- What to produce: Return a verbatim reproduction of each line, starting at the line with "Target: player's armpit" and ending at the last line of the listing below.

- Data excerpts:
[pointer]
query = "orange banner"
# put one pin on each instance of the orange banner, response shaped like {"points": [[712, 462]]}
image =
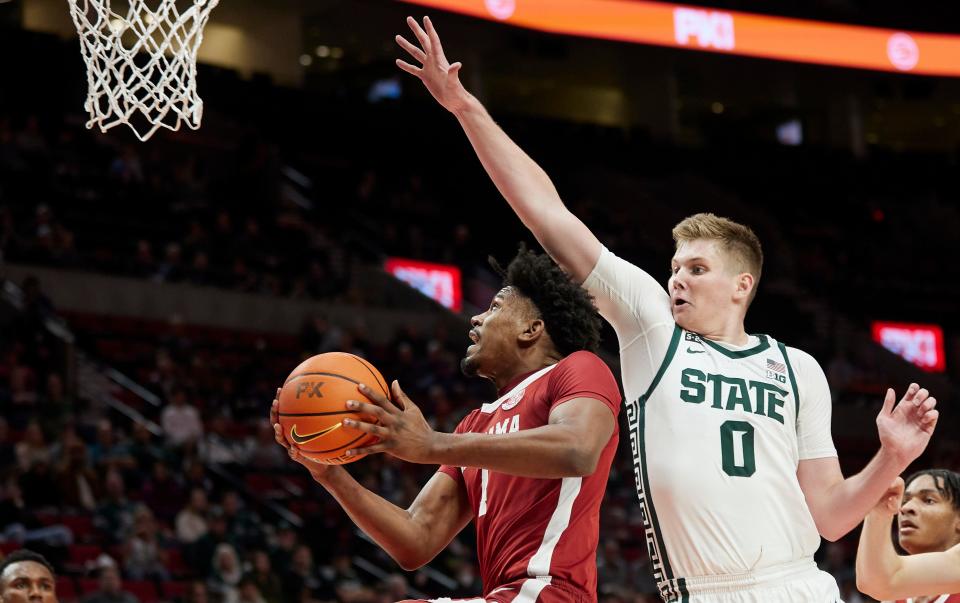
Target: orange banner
{"points": [[723, 31]]}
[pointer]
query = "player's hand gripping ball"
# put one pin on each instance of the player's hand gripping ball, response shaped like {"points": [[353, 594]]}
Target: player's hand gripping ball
{"points": [[313, 405]]}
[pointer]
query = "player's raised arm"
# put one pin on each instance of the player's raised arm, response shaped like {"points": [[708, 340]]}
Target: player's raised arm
{"points": [[522, 182], [412, 536]]}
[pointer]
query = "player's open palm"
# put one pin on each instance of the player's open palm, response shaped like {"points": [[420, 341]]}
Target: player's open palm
{"points": [[440, 77], [401, 427], [905, 429]]}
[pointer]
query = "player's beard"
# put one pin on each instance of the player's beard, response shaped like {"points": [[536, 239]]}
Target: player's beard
{"points": [[468, 366]]}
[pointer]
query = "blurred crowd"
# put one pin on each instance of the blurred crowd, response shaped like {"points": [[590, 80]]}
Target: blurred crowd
{"points": [[189, 500]]}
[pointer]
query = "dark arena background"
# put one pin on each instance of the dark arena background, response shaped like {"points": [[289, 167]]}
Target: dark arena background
{"points": [[155, 294]]}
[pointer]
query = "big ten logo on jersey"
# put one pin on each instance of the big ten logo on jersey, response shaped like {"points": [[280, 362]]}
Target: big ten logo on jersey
{"points": [[732, 393], [310, 389], [776, 371], [710, 28], [508, 425]]}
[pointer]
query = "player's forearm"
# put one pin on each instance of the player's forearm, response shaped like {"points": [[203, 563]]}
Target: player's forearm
{"points": [[877, 561], [848, 502], [387, 524], [550, 451], [523, 183]]}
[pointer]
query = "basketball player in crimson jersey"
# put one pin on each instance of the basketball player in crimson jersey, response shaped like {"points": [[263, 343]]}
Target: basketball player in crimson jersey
{"points": [[928, 514], [529, 468]]}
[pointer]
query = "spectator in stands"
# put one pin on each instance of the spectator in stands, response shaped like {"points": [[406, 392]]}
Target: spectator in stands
{"points": [[110, 588], [27, 576], [250, 592], [301, 578], [55, 404], [108, 451], [32, 447], [8, 455], [143, 264], [114, 515], [164, 493], [395, 587], [262, 575], [243, 525], [285, 544], [218, 447], [226, 573], [191, 521], [171, 269], [39, 486], [77, 483], [21, 525], [145, 556], [143, 449], [181, 421], [197, 593]]}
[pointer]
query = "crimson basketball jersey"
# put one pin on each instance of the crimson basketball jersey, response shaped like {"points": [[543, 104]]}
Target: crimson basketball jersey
{"points": [[540, 531]]}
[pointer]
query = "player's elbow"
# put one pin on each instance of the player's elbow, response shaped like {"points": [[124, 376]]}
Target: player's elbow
{"points": [[410, 560], [872, 587], [408, 564], [582, 461]]}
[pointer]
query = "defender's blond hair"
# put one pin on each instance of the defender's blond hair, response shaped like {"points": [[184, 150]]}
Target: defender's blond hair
{"points": [[737, 241]]}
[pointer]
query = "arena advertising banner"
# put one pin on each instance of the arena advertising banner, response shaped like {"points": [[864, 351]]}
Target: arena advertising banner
{"points": [[440, 282], [918, 343], [721, 31]]}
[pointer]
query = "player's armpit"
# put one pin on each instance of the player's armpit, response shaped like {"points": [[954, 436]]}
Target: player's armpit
{"points": [[924, 574], [440, 512], [591, 422]]}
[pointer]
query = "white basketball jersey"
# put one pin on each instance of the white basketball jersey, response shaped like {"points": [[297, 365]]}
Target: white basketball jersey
{"points": [[716, 432]]}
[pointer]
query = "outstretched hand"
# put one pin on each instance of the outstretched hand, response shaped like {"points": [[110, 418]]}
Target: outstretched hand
{"points": [[402, 430], [315, 468], [905, 429], [889, 503], [440, 77]]}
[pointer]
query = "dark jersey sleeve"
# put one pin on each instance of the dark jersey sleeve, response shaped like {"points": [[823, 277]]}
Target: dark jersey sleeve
{"points": [[584, 375], [462, 427]]}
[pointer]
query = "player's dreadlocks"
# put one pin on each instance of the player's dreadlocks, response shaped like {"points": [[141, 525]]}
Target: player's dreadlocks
{"points": [[947, 483], [567, 310], [25, 555]]}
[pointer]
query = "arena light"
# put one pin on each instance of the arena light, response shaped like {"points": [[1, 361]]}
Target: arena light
{"points": [[440, 282], [920, 344], [728, 32]]}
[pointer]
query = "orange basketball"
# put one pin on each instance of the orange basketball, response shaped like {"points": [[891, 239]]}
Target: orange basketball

- Problem solution:
Target: player's armpit
{"points": [[924, 574], [440, 512], [591, 422]]}
[pointer]
query = "white basketball jersey"
# put one pin on each instance of the white basketball jersey, response shaped like {"points": [[297, 365]]}
Target: white basketball jersey
{"points": [[716, 432]]}
[pointer]
query = "outstretched hand"
# put one pin on each instance of the outstretched hand, response shaped like {"points": [[110, 418]]}
Target: outstretched hand
{"points": [[402, 430], [315, 468], [905, 429], [889, 503], [440, 77]]}
[pointer]
query = "dark jersey sleeve"
# put one pin on each instance of the dark jersey sleeve, response shaped like {"points": [[823, 277]]}
Target: dark jersey sleeve
{"points": [[584, 375], [462, 427]]}
[pointer]
query = "player's dreadlocks"
# put one pin on each instance of the player's dreadlocks, response shaped like {"points": [[141, 525]]}
Target: player's dreadlocks
{"points": [[947, 483], [567, 310], [25, 555]]}
[pointer]
query = "arena light"
# put one pin on each instance of the arena light, response shaped like {"points": [[1, 361]]}
Target: arena light
{"points": [[440, 282], [920, 344], [728, 32]]}
[pointer]
query = "orange basketball"
# put one pin on each instance of the orange basketball, response shaped like {"points": [[891, 239]]}
Target: orange basketball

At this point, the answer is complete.